- What is asked -
Please copy out every one of the records below word for word, leaving each line unchanged.

- Data for processing -
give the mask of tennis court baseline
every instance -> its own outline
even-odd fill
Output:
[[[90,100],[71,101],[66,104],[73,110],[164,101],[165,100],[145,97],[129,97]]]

- Result below -
give the mask of tennis court baseline
every instance -> its own outline
even-odd fill
Output:
[[[90,100],[71,101],[66,104],[73,110],[164,101],[165,100],[145,97],[129,97]]]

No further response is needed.